**Exercise aim**. Everything from the line with "Thank you for the photo. Could you tag the man's face" through the last line of the records below should be copied exactly, both ends included.
___ Provided data ___
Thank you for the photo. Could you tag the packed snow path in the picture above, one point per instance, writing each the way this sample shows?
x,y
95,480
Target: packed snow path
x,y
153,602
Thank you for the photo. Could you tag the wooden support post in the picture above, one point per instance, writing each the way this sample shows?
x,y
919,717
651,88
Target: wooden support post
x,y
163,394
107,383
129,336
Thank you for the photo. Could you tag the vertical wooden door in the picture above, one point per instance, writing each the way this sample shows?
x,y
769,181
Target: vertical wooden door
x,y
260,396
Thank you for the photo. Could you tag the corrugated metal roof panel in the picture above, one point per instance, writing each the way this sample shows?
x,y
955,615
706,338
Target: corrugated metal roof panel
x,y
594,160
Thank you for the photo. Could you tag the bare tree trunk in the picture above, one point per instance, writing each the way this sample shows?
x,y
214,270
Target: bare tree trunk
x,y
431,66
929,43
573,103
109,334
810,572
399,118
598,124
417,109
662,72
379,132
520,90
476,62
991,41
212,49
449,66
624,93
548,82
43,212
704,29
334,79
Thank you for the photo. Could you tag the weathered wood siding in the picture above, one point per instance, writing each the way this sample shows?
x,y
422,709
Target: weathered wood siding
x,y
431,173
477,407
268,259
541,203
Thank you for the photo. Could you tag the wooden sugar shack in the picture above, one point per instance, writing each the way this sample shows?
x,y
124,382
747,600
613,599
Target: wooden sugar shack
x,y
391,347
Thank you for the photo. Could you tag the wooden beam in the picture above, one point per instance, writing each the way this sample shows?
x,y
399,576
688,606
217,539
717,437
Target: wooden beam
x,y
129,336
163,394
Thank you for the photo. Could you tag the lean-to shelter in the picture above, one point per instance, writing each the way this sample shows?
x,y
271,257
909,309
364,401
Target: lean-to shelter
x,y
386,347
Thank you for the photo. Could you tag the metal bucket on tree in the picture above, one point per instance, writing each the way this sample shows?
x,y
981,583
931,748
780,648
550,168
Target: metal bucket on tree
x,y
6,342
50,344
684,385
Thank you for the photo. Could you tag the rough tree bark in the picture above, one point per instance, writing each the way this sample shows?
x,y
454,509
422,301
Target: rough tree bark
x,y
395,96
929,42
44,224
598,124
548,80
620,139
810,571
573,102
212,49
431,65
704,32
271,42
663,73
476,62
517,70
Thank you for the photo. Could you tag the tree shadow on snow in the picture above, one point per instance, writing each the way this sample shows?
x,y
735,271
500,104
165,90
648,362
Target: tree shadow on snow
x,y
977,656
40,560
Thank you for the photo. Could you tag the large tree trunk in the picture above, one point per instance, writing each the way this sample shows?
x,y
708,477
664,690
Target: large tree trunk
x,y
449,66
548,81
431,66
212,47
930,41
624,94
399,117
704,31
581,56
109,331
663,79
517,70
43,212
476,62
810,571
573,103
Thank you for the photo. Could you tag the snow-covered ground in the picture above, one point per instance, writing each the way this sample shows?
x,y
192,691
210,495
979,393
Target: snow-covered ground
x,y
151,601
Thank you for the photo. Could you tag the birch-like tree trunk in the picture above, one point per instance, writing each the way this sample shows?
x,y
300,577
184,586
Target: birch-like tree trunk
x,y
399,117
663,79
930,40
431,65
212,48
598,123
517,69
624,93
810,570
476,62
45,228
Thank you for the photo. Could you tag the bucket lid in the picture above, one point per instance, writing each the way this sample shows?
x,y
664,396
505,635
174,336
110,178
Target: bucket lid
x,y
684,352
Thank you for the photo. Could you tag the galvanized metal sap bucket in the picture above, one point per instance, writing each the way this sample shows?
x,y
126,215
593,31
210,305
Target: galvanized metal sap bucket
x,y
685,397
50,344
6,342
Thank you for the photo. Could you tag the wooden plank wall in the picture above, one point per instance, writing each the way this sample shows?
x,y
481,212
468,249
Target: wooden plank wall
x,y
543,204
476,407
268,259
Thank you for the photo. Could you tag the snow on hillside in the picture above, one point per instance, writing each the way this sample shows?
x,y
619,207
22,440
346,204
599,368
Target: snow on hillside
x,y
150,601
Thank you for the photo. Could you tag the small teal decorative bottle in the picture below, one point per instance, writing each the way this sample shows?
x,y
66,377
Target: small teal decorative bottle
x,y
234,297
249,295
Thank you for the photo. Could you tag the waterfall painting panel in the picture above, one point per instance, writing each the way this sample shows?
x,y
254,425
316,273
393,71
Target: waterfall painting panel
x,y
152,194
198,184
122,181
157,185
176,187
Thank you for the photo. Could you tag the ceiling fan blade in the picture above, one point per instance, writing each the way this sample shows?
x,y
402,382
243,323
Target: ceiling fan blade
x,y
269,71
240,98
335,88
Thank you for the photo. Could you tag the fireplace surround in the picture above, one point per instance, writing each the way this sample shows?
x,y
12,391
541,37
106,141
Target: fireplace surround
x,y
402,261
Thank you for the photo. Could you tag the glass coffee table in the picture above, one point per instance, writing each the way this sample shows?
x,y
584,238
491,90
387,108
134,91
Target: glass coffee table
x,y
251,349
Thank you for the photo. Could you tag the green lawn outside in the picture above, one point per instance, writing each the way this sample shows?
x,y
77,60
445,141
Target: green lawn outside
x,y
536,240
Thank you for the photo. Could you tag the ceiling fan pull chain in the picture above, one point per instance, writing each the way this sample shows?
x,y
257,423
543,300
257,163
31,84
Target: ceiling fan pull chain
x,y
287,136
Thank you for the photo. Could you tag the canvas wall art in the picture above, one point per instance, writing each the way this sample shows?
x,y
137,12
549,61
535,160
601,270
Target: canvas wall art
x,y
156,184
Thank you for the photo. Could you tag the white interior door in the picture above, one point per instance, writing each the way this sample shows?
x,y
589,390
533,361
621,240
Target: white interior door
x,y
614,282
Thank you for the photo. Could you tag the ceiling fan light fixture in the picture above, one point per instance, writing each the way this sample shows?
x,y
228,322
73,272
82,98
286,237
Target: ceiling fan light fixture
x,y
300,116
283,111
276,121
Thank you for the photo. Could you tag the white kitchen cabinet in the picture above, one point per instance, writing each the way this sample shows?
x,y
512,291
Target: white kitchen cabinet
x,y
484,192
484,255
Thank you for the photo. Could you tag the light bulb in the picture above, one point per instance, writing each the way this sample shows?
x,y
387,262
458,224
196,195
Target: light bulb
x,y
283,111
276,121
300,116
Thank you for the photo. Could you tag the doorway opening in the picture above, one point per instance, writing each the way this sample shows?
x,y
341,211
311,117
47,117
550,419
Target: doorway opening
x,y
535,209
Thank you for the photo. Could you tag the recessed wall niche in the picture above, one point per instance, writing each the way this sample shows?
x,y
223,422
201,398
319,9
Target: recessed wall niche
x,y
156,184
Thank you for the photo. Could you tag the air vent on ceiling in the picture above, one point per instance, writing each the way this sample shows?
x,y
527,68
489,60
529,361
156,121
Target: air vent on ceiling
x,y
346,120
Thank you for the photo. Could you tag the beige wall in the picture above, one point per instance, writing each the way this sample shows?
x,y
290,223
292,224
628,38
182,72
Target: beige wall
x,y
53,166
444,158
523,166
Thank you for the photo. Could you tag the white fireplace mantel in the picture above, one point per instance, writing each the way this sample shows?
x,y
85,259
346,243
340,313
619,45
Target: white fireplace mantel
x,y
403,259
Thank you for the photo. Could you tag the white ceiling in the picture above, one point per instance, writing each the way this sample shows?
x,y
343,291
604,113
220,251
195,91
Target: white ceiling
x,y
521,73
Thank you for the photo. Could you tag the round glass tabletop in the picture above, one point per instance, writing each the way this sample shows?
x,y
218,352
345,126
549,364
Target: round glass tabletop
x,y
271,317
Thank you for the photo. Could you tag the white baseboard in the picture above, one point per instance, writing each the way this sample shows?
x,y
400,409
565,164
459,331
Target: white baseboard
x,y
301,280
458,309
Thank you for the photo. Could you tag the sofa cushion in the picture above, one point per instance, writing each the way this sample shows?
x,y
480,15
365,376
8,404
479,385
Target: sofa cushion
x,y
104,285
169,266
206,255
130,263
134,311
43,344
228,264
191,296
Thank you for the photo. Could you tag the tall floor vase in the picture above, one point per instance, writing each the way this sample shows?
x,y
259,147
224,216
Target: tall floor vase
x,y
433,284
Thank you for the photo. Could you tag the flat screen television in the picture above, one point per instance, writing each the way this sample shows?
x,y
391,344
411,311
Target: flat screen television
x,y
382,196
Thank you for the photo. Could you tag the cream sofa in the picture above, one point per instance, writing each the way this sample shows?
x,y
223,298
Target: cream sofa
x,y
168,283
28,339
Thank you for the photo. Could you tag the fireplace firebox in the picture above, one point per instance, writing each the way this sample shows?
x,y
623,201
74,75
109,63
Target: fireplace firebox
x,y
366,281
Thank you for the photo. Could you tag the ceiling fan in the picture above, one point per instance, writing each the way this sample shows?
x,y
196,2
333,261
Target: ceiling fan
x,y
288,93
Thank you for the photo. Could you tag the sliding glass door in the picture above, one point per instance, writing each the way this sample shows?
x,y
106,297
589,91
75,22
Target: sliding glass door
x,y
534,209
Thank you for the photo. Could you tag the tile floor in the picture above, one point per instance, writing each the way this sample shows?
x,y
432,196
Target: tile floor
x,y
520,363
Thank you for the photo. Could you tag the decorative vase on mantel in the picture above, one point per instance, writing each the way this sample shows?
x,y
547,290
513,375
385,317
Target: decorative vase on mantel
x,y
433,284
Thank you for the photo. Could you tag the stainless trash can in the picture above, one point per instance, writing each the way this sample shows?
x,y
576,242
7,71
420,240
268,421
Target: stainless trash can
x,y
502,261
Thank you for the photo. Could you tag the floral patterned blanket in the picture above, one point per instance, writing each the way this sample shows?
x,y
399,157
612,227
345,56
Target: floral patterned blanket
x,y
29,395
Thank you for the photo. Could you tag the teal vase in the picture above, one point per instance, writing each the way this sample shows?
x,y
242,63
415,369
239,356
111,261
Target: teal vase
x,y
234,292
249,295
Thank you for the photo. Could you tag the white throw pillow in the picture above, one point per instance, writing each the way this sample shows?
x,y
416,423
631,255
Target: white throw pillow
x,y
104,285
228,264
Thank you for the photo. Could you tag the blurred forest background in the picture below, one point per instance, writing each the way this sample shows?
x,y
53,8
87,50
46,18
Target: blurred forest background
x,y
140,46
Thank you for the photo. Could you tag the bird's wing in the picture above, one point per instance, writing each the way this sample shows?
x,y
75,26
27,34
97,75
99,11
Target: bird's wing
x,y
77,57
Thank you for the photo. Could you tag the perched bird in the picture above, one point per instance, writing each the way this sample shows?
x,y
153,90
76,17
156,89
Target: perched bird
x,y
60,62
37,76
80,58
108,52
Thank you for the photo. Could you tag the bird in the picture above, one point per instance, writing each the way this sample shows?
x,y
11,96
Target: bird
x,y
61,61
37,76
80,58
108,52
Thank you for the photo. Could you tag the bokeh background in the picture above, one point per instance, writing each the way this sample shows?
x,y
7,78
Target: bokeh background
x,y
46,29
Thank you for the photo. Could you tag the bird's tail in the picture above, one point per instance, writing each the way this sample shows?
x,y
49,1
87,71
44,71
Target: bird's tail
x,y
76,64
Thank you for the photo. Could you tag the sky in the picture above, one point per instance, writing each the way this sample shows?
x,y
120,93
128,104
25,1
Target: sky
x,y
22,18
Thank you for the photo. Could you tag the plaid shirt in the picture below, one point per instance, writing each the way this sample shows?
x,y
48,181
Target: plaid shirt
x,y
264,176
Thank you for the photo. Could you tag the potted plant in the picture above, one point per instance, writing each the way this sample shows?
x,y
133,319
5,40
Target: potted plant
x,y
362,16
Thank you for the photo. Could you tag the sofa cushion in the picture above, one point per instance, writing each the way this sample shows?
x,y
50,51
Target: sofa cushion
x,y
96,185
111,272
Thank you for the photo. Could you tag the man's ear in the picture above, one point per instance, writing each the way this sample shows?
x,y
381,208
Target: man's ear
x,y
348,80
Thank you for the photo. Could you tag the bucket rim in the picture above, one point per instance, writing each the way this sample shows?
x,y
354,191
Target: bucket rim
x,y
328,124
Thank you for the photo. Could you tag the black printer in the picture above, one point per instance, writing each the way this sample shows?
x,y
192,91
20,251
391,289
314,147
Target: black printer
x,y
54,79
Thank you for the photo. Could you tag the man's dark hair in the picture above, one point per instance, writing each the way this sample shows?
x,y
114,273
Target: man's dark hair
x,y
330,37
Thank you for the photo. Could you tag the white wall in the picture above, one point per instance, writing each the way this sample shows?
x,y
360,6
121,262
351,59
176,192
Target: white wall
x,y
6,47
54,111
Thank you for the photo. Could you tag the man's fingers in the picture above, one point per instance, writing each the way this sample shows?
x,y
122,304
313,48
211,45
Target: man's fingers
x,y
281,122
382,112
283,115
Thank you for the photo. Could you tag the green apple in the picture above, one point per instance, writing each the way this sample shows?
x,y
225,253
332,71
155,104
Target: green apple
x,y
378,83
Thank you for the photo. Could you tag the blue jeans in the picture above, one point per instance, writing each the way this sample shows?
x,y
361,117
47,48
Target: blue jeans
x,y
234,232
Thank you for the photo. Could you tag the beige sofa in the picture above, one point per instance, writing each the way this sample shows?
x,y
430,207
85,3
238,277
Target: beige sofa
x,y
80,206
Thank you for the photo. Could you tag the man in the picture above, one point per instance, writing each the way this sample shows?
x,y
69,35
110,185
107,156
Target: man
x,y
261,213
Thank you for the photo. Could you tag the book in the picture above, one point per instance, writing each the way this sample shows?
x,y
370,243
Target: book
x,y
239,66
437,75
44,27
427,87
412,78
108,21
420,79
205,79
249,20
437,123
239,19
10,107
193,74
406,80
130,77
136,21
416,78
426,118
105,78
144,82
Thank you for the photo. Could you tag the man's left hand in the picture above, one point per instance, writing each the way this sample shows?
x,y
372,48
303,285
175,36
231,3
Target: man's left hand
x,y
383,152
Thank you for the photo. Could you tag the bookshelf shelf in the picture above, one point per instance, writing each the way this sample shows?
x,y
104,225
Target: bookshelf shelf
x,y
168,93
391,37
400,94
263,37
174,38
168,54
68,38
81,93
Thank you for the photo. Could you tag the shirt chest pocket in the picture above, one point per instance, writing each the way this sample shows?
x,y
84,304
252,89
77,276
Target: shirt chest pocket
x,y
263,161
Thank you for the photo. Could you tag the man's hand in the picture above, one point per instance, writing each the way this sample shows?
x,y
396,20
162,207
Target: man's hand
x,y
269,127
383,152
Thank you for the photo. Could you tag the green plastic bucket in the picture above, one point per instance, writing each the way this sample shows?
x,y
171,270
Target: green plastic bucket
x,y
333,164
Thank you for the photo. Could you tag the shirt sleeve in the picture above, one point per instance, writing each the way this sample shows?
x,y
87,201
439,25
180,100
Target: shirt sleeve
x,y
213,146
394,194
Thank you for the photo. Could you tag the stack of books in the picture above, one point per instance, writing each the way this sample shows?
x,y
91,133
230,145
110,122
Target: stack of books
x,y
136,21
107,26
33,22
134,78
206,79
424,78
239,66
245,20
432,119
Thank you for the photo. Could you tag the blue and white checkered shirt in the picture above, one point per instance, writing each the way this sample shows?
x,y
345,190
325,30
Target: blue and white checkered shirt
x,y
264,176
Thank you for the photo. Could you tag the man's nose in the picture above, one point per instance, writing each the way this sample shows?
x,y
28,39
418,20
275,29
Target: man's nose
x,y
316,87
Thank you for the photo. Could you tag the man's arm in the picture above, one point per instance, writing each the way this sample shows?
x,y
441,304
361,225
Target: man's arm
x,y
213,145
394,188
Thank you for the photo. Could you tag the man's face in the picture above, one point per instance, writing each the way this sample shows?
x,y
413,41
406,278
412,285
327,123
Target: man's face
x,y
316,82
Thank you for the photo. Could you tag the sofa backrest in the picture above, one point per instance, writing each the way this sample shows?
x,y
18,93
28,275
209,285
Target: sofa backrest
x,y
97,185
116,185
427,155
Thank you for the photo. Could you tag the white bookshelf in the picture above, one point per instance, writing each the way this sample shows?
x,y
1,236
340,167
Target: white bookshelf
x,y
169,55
___
**Right answer**.
Thank you for the photo. Could you tag the man's face in the picture above, one point per instance, writing each the way this sample shows?
x,y
413,41
406,278
412,285
327,123
Target: man's face
x,y
316,82
Thank you for the photo. Could you tag the sofa backrest in the picture above, one point per instance, writing each the way this sample shows?
x,y
18,93
28,275
209,285
Target: sofa backrest
x,y
97,185
116,185
427,155
Thank you for the photo. Could you tag the white bookshelf in the picture above, one point per instance, writing each the way this sample shows?
x,y
1,236
340,167
Target: white bookshelf
x,y
169,55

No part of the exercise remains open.